Work instruction - Once the line with "box: [274, 356, 436, 398]" is found in the data, output it and each following line exactly, up to and including the line with "negative clicks: (314, 378) (265, 389)", and nothing before or after.

Material shown -
● ● ● ●
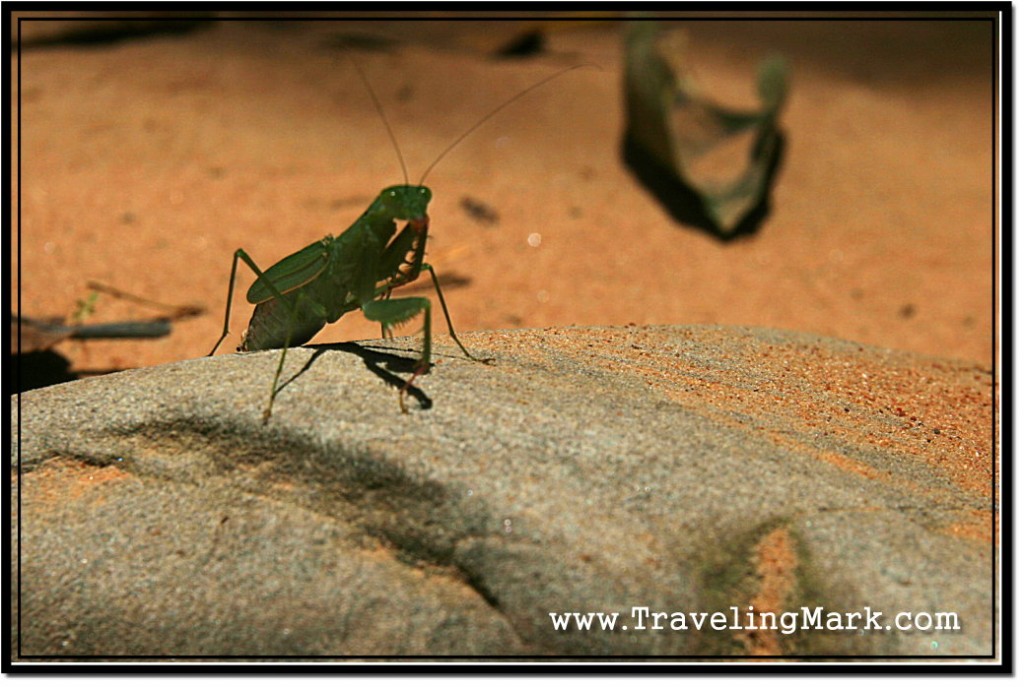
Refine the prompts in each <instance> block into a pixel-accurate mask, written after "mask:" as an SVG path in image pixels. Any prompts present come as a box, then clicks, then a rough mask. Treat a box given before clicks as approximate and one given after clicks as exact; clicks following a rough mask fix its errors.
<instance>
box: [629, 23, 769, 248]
mask: <svg viewBox="0 0 1024 687" xmlns="http://www.w3.org/2000/svg"><path fill="white" fill-rule="evenodd" d="M682 38H683V35H682V34H681V33H679V32H677V33H673V34H666V35H662V34H660V29H659V25H658V24H657V23H656V22H645V20H638V22H632V23H630V24H629V26H628V29H627V37H626V102H627V133H626V135H627V146H628V151H630V149H632V151H634V153H635V155H634V156H633V157H632V158H630V157H628V161H629V162H631V166H634V167H635V168H636V165H635V164H634V162H635V161H636V160H637V155H639V156H640V158H641V159H642V161H643V162H644V163H647V164H648V166H652V167H654V168H656V170H657V173H658V174H660V175H664V176H667V177H671V181H672V182H674V183H675V184H676V185H677V186H678V188H677V195H678V197H679V198H682V199H690V198H695V199H696V200H697V203H698V204H699V206H700V210H702V212H703V214H705V215H706V217H707V219H708V220H709V221H710V223H711V225H712V228H714V230H715V231H717V232H718V233H719V234H720V235H723V237H730V235H732V234H734V233H735V232H736V230H737V228H738V227H739V226H740V225H741V224H742V222H743V220H745V219H748V217H749V216H750V215H751V214H752V212H753V211H754V210H755V209H756V208H757V207H758V206H759V205H760V204H761V203H762V202H763V201H765V200H766V199H767V196H768V191H769V184H770V181H771V176H772V174H771V172H772V170H773V169H774V165H775V163H777V160H778V156H779V154H780V145H781V132H780V131H779V128H778V124H777V119H778V114H779V111H780V109H781V106H782V104H783V102H784V101H785V96H786V92H787V76H788V70H787V68H786V65H785V61H784V60H783V59H782V58H780V57H770V58H768V59H766V60H765V61H764V62H762V65H761V66H760V69H759V73H758V83H757V93H758V96H759V97H760V100H761V108H760V109H759V110H757V111H753V112H743V111H736V110H729V109H726V108H722V106H720V105H718V104H716V103H715V102H713V101H712V100H711V99H709V98H707V97H706V96H705V95H703V94H702V93H701V92H700V90H699V88H698V87H697V86H696V84H695V82H694V81H693V79H692V78H691V77H690V76H689V75H688V74H687V60H686V55H685V46H684V45H683V43H682ZM737 144H738V145H739V146H740V148H742V149H741V151H740V155H736V149H737ZM628 156H629V154H628ZM638 176H640V177H641V180H643V181H644V182H645V183H647V184H648V185H656V186H658V189H654V190H655V192H656V194H657V195H659V196H660V197H662V200H663V202H667V199H666V198H665V196H666V191H668V192H669V194H671V192H673V191H672V189H671V187H669V186H667V185H666V184H665V179H657V180H653V181H652V179H651V174H650V173H649V172H647V173H644V174H641V173H640V172H639V171H638Z"/></svg>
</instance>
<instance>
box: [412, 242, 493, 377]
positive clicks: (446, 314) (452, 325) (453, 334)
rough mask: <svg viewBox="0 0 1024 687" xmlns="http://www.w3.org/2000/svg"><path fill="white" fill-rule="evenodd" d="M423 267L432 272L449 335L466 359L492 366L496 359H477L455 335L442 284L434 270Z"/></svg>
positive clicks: (423, 265)
mask: <svg viewBox="0 0 1024 687" xmlns="http://www.w3.org/2000/svg"><path fill="white" fill-rule="evenodd" d="M422 267H423V269H426V270H427V271H428V272H430V278H431V281H432V282H433V283H434V291H436V292H437V300H438V302H440V304H441V312H443V313H444V321H445V323H447V326H449V335H450V336H451V337H452V339H453V340H454V341H455V342H456V344H458V345H459V348H460V349H461V350H462V352H463V353H465V354H466V357H468V358H469V359H470V360H475V361H477V362H482V363H484V364H490V363H492V362H494V361H495V359H494V358H493V357H476V356H475V355H473V354H472V353H470V352H469V351H468V350H466V347H465V346H463V345H462V342H461V341H459V337H458V336H457V335H456V333H455V327H454V326H453V325H452V316H451V315H450V314H449V311H447V305H446V304H445V303H444V294H442V293H441V284H440V282H438V281H437V274H436V273H434V268H433V267H432V266H431V265H428V264H427V263H425V262H424V263H423V265H422Z"/></svg>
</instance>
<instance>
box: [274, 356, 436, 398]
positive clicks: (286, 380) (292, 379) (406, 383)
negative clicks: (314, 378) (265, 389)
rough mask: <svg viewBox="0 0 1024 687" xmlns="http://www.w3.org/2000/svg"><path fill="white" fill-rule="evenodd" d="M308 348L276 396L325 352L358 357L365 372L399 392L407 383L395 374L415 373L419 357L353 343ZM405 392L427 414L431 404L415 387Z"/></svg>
mask: <svg viewBox="0 0 1024 687" xmlns="http://www.w3.org/2000/svg"><path fill="white" fill-rule="evenodd" d="M308 348H312V349H314V352H313V354H312V355H310V356H309V359H308V360H307V361H306V363H305V364H304V366H302V369H301V370H299V371H298V372H297V373H295V374H294V375H292V376H291V377H290V378H289V379H288V380H286V381H285V382H284V383H283V384H282V385H281V387H280V388H279V389H278V392H279V393H280V392H281V390H282V389H284V388H285V387H286V386H288V385H289V384H291V383H292V382H293V381H294V380H296V379H298V378H299V377H300V376H301V375H302V374H304V373H305V372H306V371H307V370H309V369H310V368H311V367H312V364H313V361H314V360H315V359H316V358H318V357H319V356H321V355H323V354H324V353H326V352H328V351H332V350H337V351H343V352H346V353H351V354H353V355H357V356H358V357H360V358H362V362H364V363H365V364H366V366H367V370H369V371H370V372H372V373H373V374H375V375H377V377H379V378H380V379H382V380H384V382H385V383H386V384H387V385H388V386H392V387H394V388H395V389H398V390H399V391H400V390H401V389H403V388H406V384H407V381H406V380H404V379H402V378H401V377H398V375H397V374H395V373H408V374H410V375H412V374H413V373H415V372H416V367H417V364H418V363H419V358H417V357H413V358H408V357H402V356H400V355H395V354H394V353H386V352H383V351H381V350H375V349H373V348H369V347H367V346H360V345H359V344H357V343H353V342H348V343H337V344H316V345H313V346H308ZM406 393H408V394H409V395H410V396H412V397H413V398H415V399H416V401H417V402H418V403H419V404H420V410H423V411H428V410H430V409H431V407H433V404H434V401H433V400H431V399H430V397H429V396H428V395H427V394H425V393H424V392H423V389H421V388H420V387H418V386H410V387H409V388H406Z"/></svg>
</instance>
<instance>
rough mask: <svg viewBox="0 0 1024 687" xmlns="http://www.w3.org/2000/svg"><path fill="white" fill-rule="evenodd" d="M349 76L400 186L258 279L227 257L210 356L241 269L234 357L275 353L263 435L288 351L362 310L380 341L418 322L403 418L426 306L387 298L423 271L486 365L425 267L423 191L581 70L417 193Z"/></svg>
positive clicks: (240, 253)
mask: <svg viewBox="0 0 1024 687" xmlns="http://www.w3.org/2000/svg"><path fill="white" fill-rule="evenodd" d="M353 67H355V70H356V72H357V73H358V75H359V78H360V79H361V80H362V83H364V84H365V86H366V87H367V90H368V91H369V93H370V97H371V99H372V100H373V103H374V106H375V108H376V110H377V113H378V115H379V116H380V118H381V121H382V122H383V124H384V127H385V129H386V130H387V134H388V137H389V138H390V140H391V144H392V146H393V147H394V149H395V153H396V154H397V156H398V162H399V164H400V165H401V170H402V175H403V177H404V183H402V184H401V185H395V186H389V187H387V188H385V189H384V190H382V191H381V192H380V195H379V196H378V197H377V199H376V200H374V202H373V203H371V204H370V207H369V208H367V210H366V211H365V212H364V213H362V214H361V215H360V216H359V217H358V219H356V220H355V221H354V222H353V223H352V225H351V226H349V227H348V228H347V229H345V231H344V232H342V233H341V234H340V235H338V237H337V238H335V237H333V235H328V237H326V238H324V239H322V240H319V241H317V242H315V243H313V244H310V245H309V246H306V247H305V248H303V249H302V250H300V251H298V252H296V253H293V254H291V255H289V256H288V257H286V258H284V259H282V260H280V261H279V262H276V263H275V264H273V265H272V266H271V267H269V268H268V269H266V270H261V269H260V268H259V267H258V266H257V265H256V263H255V261H253V259H252V258H251V257H250V256H249V254H248V253H247V252H246V251H245V250H243V249H241V248H240V249H239V250H237V251H236V252H234V256H233V259H232V260H231V274H230V277H229V281H228V288H227V305H226V307H225V311H224V329H223V332H222V333H221V335H220V338H219V339H218V340H217V343H216V344H215V345H214V347H213V350H211V351H210V355H213V354H214V353H216V352H217V348H219V347H220V344H221V343H222V342H223V341H224V339H225V338H226V337H227V334H228V331H229V330H228V324H229V320H230V314H231V300H232V297H233V295H234V277H236V273H237V271H238V266H239V261H240V260H241V261H242V262H244V263H245V264H246V265H247V266H248V267H249V268H250V269H252V271H253V272H254V273H255V274H256V281H255V282H254V283H253V285H252V287H250V288H249V291H248V292H247V293H246V300H247V301H249V302H250V303H252V304H253V305H255V306H256V307H255V309H254V310H253V314H252V317H251V319H250V320H249V328H248V329H247V330H246V332H245V334H243V336H242V343H241V344H240V345H239V348H238V350H239V351H258V350H268V349H273V348H281V356H280V358H279V360H278V368H276V371H275V372H274V375H273V381H272V382H271V385H270V397H269V399H268V401H267V405H266V410H265V411H264V412H263V424H264V425H265V424H266V423H267V422H268V421H269V420H270V417H271V414H272V412H273V401H274V399H275V397H276V395H278V392H279V391H280V390H281V388H280V387H279V382H280V380H281V373H282V370H283V369H284V367H285V356H286V354H287V353H288V349H289V348H290V347H293V346H301V345H302V344H304V343H306V342H307V341H309V340H310V339H311V338H312V337H313V336H314V335H315V334H316V333H317V332H319V331H321V330H322V329H323V328H324V327H326V326H327V325H329V324H332V323H335V321H337V320H338V319H339V318H341V316H342V315H344V314H345V313H347V312H351V311H352V310H361V311H362V314H364V316H366V317H367V318H368V319H370V320H371V321H376V323H380V325H381V333H382V335H383V336H389V335H390V333H391V332H392V331H393V330H394V328H396V327H398V326H400V325H402V324H404V323H408V321H410V320H411V319H413V318H414V317H416V316H417V315H419V314H421V313H422V314H423V349H422V352H421V355H420V358H419V360H418V361H417V363H416V367H415V369H414V372H413V375H412V377H410V378H409V380H408V381H406V383H404V385H403V386H402V387H401V389H400V390H399V392H398V405H399V407H400V409H401V412H402V413H403V414H404V413H408V412H409V411H408V409H407V407H406V394H407V393H408V392H409V390H410V389H411V388H412V387H413V383H414V382H415V380H416V379H417V378H418V377H420V376H421V375H425V374H427V373H428V372H429V371H430V308H431V303H430V300H429V299H427V298H423V297H407V298H391V292H392V291H393V290H394V289H397V288H398V287H401V286H404V285H407V284H410V283H412V282H415V281H416V280H417V278H418V277H419V276H420V273H421V272H422V271H423V270H426V271H427V272H428V273H429V274H430V278H431V281H432V282H433V286H434V290H435V291H436V292H437V299H438V302H439V303H440V306H441V311H442V312H443V313H444V319H445V321H446V323H447V328H449V334H450V335H451V336H452V339H453V340H454V341H455V342H456V344H458V346H459V348H460V350H462V352H463V353H464V354H465V355H466V356H467V357H468V358H470V359H471V360H475V361H477V362H483V363H489V362H493V359H492V358H483V357H477V356H475V355H473V354H472V353H470V352H469V351H468V350H467V349H466V347H465V346H464V345H463V344H462V342H461V341H460V340H459V337H458V336H457V335H456V333H455V327H454V326H453V325H452V316H451V315H450V313H449V309H447V305H446V304H445V303H444V295H443V294H442V293H441V288H440V283H439V282H438V280H437V274H436V273H435V272H434V268H433V267H432V266H430V265H429V264H428V263H426V262H424V261H423V258H424V256H425V253H426V245H427V231H428V229H429V226H430V219H429V216H428V215H427V205H428V204H429V203H430V199H431V192H430V189H429V188H427V187H426V186H424V185H423V183H424V181H426V178H427V175H428V174H429V173H430V171H431V170H432V169H433V168H434V167H435V166H436V165H437V163H439V162H440V161H441V160H442V159H443V158H444V156H446V155H447V154H449V153H451V152H452V149H453V148H455V146H456V145H458V144H459V143H461V142H462V141H463V140H464V139H465V138H466V137H467V136H469V135H470V134H471V133H473V132H474V131H475V130H476V129H477V128H479V127H480V126H481V125H482V124H483V123H484V122H486V121H487V120H489V119H490V118H492V117H494V116H495V115H497V114H498V113H499V112H501V111H502V110H504V109H505V108H507V106H508V105H510V104H512V102H514V101H515V100H518V99H519V98H521V97H522V96H524V95H526V94H527V93H529V92H530V91H532V90H535V89H537V88H540V87H541V86H543V85H544V84H546V83H548V82H549V81H551V80H553V79H556V78H557V77H560V76H561V75H563V74H565V73H566V72H570V71H572V70H574V69H579V68H581V67H587V65H575V66H573V67H570V68H567V69H564V70H562V71H560V72H557V73H555V74H553V75H551V76H549V77H547V78H545V79H543V80H541V81H539V82H538V83H536V84H534V85H532V86H530V87H528V88H526V89H525V90H522V91H520V92H519V93H518V94H516V95H515V96H513V97H511V98H509V99H508V100H506V101H505V102H503V103H502V104H501V105H499V106H498V108H496V109H495V110H493V111H492V112H490V113H489V114H487V115H486V116H484V117H483V118H481V119H480V120H478V121H477V122H476V124H474V125H473V126H472V127H470V128H469V129H468V130H467V131H465V132H464V133H463V134H462V135H460V136H459V137H458V138H456V139H455V140H454V141H453V142H452V143H451V144H449V146H447V147H446V148H444V149H443V151H442V152H441V154H440V155H439V156H437V158H436V159H435V160H434V161H433V162H432V163H431V164H430V165H429V166H428V167H427V169H426V171H424V173H423V176H422V177H421V178H420V181H419V183H417V184H416V185H412V184H410V183H409V172H408V170H407V168H406V162H404V159H403V158H402V156H401V149H400V148H399V146H398V143H397V140H396V139H395V137H394V133H393V132H392V131H391V126H390V125H389V124H388V121H387V117H386V116H385V115H384V109H383V108H382V106H381V103H380V101H379V100H378V98H377V95H376V93H375V92H374V89H373V87H372V86H371V85H370V81H369V80H368V79H367V77H366V75H365V74H364V72H362V70H361V69H359V68H358V66H357V65H355V63H354V62H353ZM396 222H406V226H404V227H403V228H402V229H401V230H400V231H399V230H398V228H397V224H396Z"/></svg>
● ● ● ●
Response below -
box: [274, 356, 436, 398]
positive clicks: (286, 380) (292, 379) (406, 383)
negative clicks: (314, 378) (265, 389)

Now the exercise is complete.